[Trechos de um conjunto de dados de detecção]
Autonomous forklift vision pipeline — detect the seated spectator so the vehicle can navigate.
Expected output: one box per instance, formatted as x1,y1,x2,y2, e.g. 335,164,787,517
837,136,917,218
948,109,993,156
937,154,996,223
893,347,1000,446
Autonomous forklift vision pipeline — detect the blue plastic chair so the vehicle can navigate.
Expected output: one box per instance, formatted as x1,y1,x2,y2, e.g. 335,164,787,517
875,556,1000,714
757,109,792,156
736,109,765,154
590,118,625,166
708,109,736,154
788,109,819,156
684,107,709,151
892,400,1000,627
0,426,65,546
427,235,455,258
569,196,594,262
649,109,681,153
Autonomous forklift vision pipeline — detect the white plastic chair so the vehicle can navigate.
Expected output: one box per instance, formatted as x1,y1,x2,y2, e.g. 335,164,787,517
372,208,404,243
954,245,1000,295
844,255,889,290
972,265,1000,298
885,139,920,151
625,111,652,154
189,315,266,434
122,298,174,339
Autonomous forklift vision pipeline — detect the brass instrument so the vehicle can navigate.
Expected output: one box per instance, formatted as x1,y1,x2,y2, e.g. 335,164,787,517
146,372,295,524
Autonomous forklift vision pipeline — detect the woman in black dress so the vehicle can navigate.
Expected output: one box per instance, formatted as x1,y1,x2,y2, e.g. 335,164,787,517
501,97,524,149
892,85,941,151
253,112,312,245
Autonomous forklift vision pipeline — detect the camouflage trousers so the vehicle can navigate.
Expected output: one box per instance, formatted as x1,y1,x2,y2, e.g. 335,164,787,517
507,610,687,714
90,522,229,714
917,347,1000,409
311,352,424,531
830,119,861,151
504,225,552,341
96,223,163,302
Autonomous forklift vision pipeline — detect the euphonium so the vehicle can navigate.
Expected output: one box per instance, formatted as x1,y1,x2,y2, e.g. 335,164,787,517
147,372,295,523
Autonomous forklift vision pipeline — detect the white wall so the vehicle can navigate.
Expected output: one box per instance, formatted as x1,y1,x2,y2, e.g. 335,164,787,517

» **ENUNCIADO DA TAREFA**: Cite literalmente o trecho que vai da linha que contém "Autonomous forklift vision pipeline — detect the euphonium" até o fim dos registros, incluindo as duas extremidades.

» **RESPOSTA DO EXERCÍCIO**:
Autonomous forklift vision pipeline — detect the euphonium so the vehicle can navigate.
Expected output: one box per instance, formatted as x1,y1,x2,y2, e.g. 335,164,787,517
147,372,295,523
Autonomous forklift vision pipeline — detect the white wall so the vehicle can navigate.
Expected output: one box per instance, formatted as x1,y1,x2,y2, e.g. 335,164,787,517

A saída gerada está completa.